Reproduce every row below word for word, leaving out the pictures.
--- start of Data shown ---
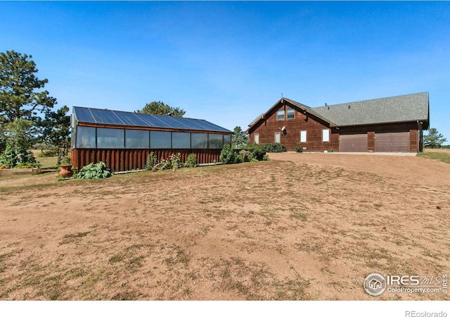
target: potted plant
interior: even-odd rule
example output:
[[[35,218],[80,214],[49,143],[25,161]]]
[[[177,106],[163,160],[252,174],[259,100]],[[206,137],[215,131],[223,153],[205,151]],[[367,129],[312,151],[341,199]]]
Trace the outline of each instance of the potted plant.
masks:
[[[72,160],[68,156],[61,156],[59,160],[59,175],[63,178],[71,178],[73,175],[72,170]]]

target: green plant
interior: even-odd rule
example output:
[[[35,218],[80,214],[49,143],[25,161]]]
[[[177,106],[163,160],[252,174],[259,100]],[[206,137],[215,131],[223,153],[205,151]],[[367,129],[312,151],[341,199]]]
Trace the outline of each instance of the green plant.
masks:
[[[11,168],[24,166],[40,166],[40,164],[36,162],[31,151],[22,147],[15,149],[9,144],[6,145],[5,151],[0,156],[0,165],[6,165]]]
[[[235,163],[240,163],[240,160],[242,160],[242,156],[233,151],[229,144],[224,145],[224,148],[220,152],[220,161],[223,163],[233,164]]]
[[[69,156],[61,156],[58,159],[58,165],[71,165],[72,158]]]
[[[260,144],[259,147],[271,153],[285,152],[287,151],[284,144],[276,142],[264,143]]]
[[[170,168],[174,170],[176,170],[182,166],[181,164],[181,154],[177,153],[176,154],[172,154],[169,159],[170,161]]]
[[[106,164],[103,162],[98,162],[97,163],[91,163],[83,167],[76,174],[77,178],[85,180],[106,178],[111,175],[110,170],[106,168]]]
[[[158,163],[158,158],[153,152],[150,152],[147,156],[147,161],[146,162],[146,170],[152,170],[155,166]]]
[[[242,157],[242,160],[244,162],[250,162],[253,158],[252,152],[248,150],[240,151],[239,155]]]
[[[188,155],[186,162],[184,162],[184,167],[195,168],[197,166],[197,156],[193,153]]]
--- end of Data shown ---
> _Exercise solution_
target: potted plant
interior: even-odd rule
example output:
[[[35,218],[80,214],[49,143],[25,161]]]
[[[177,106],[163,160],[252,174],[259,100]],[[206,137],[215,131],[223,153],[205,151]],[[367,129],[312,151],[341,199]]]
Trace the outline of each instance of the potted plant.
masks:
[[[72,160],[68,156],[61,156],[59,160],[59,175],[63,178],[71,178],[73,175],[72,170]]]

target: green plant
interior: even-odd rule
example output:
[[[35,218],[80,214],[49,143],[25,161]]]
[[[177,106],[163,160],[252,174],[259,100]],[[206,137],[215,131],[223,153],[205,151]],[[367,129],[312,151],[341,199]]]
Trace the outline of each instance of the green plant.
masks:
[[[11,168],[24,166],[40,166],[40,164],[36,162],[31,151],[22,147],[15,149],[9,144],[6,145],[5,151],[0,156],[0,165],[6,165]]]
[[[235,163],[240,163],[240,160],[242,160],[242,156],[233,151],[229,144],[224,145],[224,148],[220,152],[220,161],[223,163],[233,164]]]
[[[69,156],[61,156],[58,159],[58,165],[71,165],[72,158]]]
[[[260,144],[259,147],[271,153],[285,152],[287,151],[284,144],[276,142],[264,143]]]
[[[170,168],[174,170],[176,170],[182,166],[181,164],[181,154],[177,153],[176,154],[172,154],[169,159],[170,161]]]
[[[106,164],[103,162],[98,162],[97,163],[91,163],[83,167],[76,174],[77,178],[85,180],[106,178],[111,175],[110,170],[106,168]]]
[[[158,163],[158,158],[153,152],[150,152],[147,156],[147,161],[146,162],[146,170],[152,170],[155,166]]]
[[[242,157],[242,160],[244,162],[250,162],[253,158],[252,152],[248,150],[240,151],[239,155]]]
[[[188,155],[186,162],[184,162],[184,167],[195,168],[197,166],[197,156],[193,153]]]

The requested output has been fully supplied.